[Start]

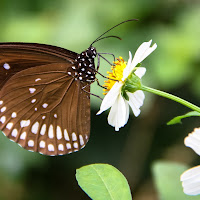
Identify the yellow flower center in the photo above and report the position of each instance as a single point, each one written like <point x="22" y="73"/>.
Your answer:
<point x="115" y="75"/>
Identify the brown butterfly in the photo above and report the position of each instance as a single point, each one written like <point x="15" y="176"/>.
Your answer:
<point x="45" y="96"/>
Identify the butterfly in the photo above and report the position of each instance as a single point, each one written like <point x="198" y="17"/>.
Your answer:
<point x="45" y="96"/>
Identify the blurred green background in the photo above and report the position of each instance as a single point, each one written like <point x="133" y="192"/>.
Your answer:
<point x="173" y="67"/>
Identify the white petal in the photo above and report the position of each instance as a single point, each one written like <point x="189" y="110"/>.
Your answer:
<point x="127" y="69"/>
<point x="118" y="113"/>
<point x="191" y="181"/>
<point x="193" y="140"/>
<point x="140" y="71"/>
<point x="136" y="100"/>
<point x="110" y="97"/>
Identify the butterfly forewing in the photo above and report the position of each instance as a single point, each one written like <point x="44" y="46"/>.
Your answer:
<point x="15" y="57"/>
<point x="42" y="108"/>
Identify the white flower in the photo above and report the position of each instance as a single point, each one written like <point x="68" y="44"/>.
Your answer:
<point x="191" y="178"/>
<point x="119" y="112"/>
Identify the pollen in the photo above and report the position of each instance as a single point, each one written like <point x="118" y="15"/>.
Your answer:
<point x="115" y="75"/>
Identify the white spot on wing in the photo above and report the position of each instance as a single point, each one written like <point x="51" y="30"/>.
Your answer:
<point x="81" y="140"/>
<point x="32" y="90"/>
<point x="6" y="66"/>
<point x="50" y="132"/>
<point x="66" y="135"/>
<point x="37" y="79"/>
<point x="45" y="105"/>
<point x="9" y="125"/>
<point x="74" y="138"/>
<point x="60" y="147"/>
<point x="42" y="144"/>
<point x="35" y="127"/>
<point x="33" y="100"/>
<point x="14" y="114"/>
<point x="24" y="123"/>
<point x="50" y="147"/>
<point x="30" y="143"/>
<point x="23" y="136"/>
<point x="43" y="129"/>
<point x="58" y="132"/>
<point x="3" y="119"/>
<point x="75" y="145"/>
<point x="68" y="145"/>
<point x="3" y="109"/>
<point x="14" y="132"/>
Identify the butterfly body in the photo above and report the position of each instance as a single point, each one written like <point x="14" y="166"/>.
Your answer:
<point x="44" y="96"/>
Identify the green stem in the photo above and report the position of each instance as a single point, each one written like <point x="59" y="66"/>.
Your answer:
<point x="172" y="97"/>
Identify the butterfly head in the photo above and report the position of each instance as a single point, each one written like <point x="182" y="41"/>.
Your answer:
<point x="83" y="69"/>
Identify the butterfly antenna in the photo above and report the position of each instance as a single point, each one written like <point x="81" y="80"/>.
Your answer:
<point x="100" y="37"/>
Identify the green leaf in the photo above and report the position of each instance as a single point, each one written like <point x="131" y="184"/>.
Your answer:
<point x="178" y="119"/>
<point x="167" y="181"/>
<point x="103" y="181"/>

[End]
[Start]

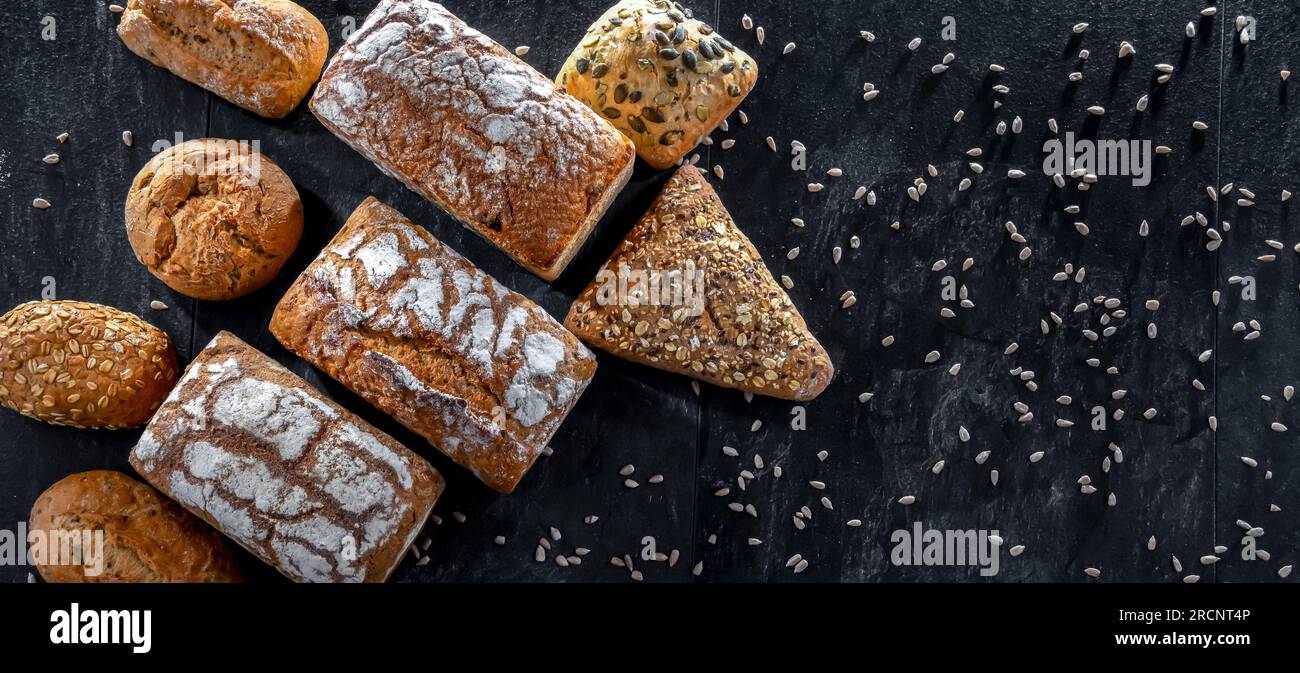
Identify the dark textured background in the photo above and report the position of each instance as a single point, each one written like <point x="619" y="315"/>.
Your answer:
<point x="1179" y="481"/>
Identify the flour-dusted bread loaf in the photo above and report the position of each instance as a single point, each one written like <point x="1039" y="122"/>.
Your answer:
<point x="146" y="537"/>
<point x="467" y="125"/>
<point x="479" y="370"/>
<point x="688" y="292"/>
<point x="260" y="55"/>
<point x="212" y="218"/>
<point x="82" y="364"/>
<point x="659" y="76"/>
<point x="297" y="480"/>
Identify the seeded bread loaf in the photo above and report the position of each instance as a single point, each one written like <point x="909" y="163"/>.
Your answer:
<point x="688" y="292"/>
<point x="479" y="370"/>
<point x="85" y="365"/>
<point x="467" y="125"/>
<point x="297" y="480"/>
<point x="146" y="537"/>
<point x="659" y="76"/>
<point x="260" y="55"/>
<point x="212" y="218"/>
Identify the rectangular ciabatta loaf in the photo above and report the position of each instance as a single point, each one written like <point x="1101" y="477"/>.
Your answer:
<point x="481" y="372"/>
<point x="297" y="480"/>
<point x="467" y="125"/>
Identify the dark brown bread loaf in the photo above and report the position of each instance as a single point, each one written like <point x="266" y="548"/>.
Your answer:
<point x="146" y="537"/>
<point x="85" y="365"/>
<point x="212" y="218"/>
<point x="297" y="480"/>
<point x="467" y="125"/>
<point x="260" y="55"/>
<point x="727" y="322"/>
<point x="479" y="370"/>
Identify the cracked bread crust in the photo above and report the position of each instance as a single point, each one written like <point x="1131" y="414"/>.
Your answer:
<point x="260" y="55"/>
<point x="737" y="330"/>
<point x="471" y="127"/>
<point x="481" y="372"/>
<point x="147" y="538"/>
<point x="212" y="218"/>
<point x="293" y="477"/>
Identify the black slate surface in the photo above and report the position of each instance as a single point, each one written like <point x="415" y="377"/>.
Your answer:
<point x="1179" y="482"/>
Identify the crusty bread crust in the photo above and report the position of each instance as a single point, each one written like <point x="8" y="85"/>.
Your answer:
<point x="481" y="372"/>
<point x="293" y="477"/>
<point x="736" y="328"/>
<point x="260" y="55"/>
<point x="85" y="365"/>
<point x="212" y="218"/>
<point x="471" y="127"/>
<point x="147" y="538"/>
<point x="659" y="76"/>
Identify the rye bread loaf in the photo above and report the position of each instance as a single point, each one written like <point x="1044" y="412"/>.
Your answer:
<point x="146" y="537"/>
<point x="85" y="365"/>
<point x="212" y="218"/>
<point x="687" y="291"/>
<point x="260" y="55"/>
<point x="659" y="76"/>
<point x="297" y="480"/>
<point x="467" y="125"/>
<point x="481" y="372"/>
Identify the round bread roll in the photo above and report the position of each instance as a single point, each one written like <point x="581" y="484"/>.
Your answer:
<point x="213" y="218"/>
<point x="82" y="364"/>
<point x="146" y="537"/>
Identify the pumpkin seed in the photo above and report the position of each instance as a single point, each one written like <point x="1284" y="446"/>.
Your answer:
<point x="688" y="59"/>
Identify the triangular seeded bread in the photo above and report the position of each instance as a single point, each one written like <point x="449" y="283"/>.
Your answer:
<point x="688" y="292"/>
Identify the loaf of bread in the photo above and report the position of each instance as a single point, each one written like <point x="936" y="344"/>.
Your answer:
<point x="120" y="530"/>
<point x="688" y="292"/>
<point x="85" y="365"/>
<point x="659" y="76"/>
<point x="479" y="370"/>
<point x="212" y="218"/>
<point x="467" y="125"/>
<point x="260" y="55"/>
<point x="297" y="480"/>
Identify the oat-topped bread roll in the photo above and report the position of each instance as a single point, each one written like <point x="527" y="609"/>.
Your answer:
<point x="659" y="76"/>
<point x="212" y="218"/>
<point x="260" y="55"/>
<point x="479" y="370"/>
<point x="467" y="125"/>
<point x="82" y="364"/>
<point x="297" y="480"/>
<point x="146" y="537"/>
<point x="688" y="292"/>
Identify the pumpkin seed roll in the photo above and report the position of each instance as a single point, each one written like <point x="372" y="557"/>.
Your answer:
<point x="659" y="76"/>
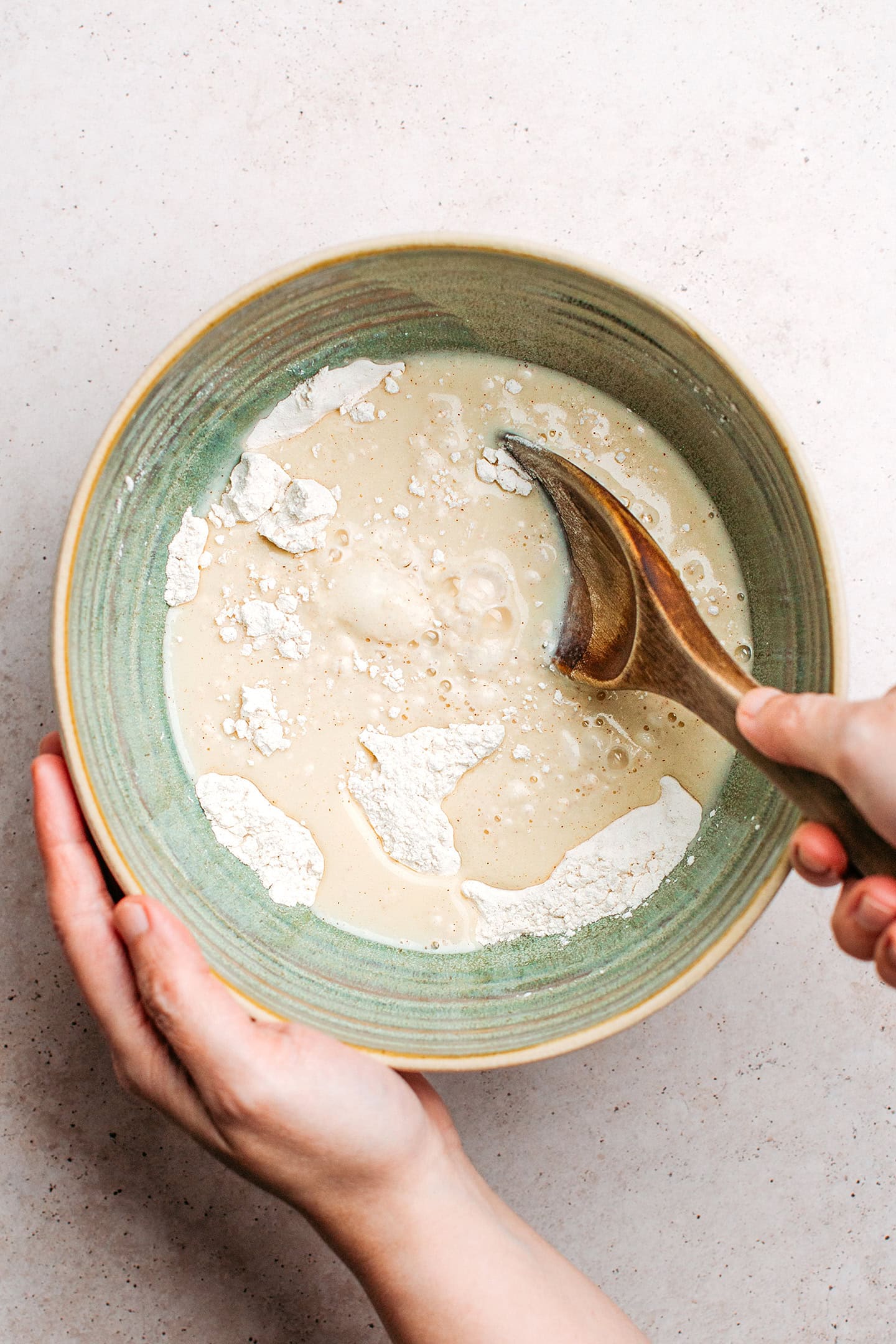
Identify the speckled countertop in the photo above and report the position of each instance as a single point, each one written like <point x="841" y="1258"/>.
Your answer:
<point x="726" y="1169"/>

[End]

● **GIVEN EXERCISE**: Tally the lines in the data above that contain the word "pumpkin". Reply with the number alone.

● **EXERCISE SOLUTION**: 2